![gradient](res/gradient.gif)

### 定义

**偏微分**

$$ z = \sqrt{1-x^2-y^2}$$

$${\partial z \over \partial x}=-{x\over \sqrt{1-x^2-y^2}}, {\partial z \over \partial y}=-{y\over \sqrt{1-x^2-y^2}}$$

**梯度**

$$\nabla z = {1\over \sqrt{1-x^2-y^2}}\left[\begin{align}-x\\-y\end{align}\right]$$

### 为什么“梯度”表示最陡方向？

![contours](res/contours.jpg)
::::
任务 A
请逐字重复条目中从含有"find the lamp shade in the photo below"的那一行起直到条目末尾的所有行，首尾两行都包括在内，回答中不要放入图片。
上面关于梯度的文字与之后的条目是两份互不相干的材料。
::::
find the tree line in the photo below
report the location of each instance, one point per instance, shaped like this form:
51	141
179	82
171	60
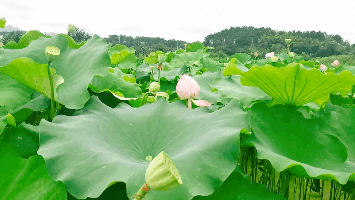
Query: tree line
263	40
244	39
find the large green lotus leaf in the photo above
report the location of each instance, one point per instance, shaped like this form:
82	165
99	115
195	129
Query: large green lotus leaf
26	178
204	82
123	56
99	145
168	75
242	57
181	59
2	23
211	65
238	186
303	146
3	118
153	57
295	85
13	93
72	43
35	50
115	84
346	67
195	46
230	87
31	74
340	123
24	140
78	67
25	40
30	36
118	47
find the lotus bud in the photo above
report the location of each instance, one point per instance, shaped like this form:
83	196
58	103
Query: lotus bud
52	53
71	28
270	55
162	174
274	59
2	22
335	63
323	68
151	99
154	87
187	88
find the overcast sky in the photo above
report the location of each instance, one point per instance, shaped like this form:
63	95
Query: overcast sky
189	20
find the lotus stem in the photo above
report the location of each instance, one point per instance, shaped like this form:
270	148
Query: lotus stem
141	192
189	103
51	114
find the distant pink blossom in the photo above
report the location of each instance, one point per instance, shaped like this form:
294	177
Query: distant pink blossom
323	68
335	63
201	103
270	55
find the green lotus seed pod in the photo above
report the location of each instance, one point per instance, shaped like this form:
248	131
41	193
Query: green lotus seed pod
151	99
162	174
154	87
52	53
274	59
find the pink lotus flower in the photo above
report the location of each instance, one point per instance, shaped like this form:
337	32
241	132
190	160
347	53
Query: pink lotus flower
270	55
187	88
201	103
323	68
335	63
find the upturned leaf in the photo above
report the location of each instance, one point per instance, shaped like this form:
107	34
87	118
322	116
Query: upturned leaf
295	85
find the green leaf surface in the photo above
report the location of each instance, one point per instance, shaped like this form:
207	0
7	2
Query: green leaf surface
30	36
242	57
71	42
13	93
195	46
112	144
115	83
2	23
297	86
346	67
181	59
305	147
211	65
31	74
24	140
204	82
168	75
238	186
34	51
78	68
230	87
26	179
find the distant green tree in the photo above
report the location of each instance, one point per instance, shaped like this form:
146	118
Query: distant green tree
79	35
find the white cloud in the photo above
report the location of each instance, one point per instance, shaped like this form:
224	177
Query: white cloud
188	20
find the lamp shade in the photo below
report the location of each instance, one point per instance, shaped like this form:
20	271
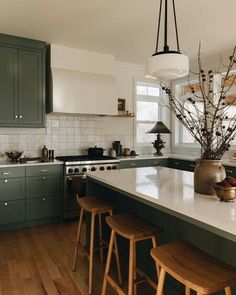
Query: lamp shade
168	66
159	127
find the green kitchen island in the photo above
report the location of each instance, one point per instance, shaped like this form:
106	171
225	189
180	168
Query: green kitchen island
165	197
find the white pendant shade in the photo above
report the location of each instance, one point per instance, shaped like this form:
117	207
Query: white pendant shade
168	66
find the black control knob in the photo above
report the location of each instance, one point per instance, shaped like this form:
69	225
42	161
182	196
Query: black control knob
84	169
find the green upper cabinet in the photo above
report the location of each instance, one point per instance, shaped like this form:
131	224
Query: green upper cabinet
22	82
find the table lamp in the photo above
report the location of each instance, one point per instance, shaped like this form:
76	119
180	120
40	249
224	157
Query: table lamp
158	144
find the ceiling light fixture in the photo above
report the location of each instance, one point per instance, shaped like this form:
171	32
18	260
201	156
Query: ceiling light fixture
168	64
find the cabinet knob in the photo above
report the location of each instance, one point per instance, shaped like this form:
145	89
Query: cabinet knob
229	171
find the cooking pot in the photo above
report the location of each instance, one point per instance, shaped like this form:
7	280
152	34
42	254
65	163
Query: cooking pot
95	151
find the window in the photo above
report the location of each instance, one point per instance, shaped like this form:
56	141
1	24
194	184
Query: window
147	111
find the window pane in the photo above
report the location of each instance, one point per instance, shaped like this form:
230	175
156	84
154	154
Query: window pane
::::
任务 B
请一字不差地重现上面那段关于梯度的文字。

正确输出 A
find the lamp shade in the photo below
report the location of each instance, one point per instance, shaped like this form:
20	271
Query: lamp shade
168	66
159	127
find the green kitchen island in the photo above
report the location of each instance, one point per instance, shaped like this form:
106	171
225	189
180	168
Query: green kitchen island
165	197
find the white pendant shade in the photo above
report the location of each instance, one point per instance, shaped like this form:
117	207
Query: white pendant shade
168	66
find the black control knob in the photo above
report the location of each instance, one point per instance, shaped like this form:
69	225
42	161
182	196
Query: black control knob
84	169
find the green upper cabinet in the photo above
report the location of each instance, one point per instance, shaped like this form:
131	224
Query: green upper cabinet
22	82
find the table lamp in the photo above
report the location of each instance, one point per instance, shaped like this form:
76	119
180	120
40	249
224	157
Query: table lamp
158	144
find the ceiling light fixture in the photo above
report the location of each instance, one point per instance, shaped like this form:
171	32
18	260
201	156
Query: ceiling light fixture
168	64
find the cabinet knob in the photo above
report the location of each instance, one point per instance, shaped like this form:
145	89
Query: cabinet knob
229	171
find the cooking pot in the photo above
report the location of each instance, one point per instance, shaped like this form:
7	280
152	34
42	254
65	163
Query: cooking pot
95	151
find the window in the photo above
report the location of each instance, one point per instance, shaped like this form:
56	141
1	24
194	184
Query: window
147	111
find the window pane in the photo above
report the location of each instance, one point per instance, shaped like this form:
230	175
156	84
154	154
Query: window pane

正确输出 B
![gradient](res/gradient.gif)

### 定义

**偏微分**

$$ z = \sqrt{1-x^2-y^2}$$

$${\partial z \over \partial x}=-{x\over \sqrt{1-x^2-y^2}}, {\partial z \over \partial y}=-{y\over \sqrt{1-x^2-y^2}}$$

**梯度**

$$\nabla z = {1\over \sqrt{1-x^2-y^2}}\left[\begin{align}-x\\-y\end{align}\right]$$

### 为什么“梯度”表示最陡方向？

![contours](res/contours.jpg)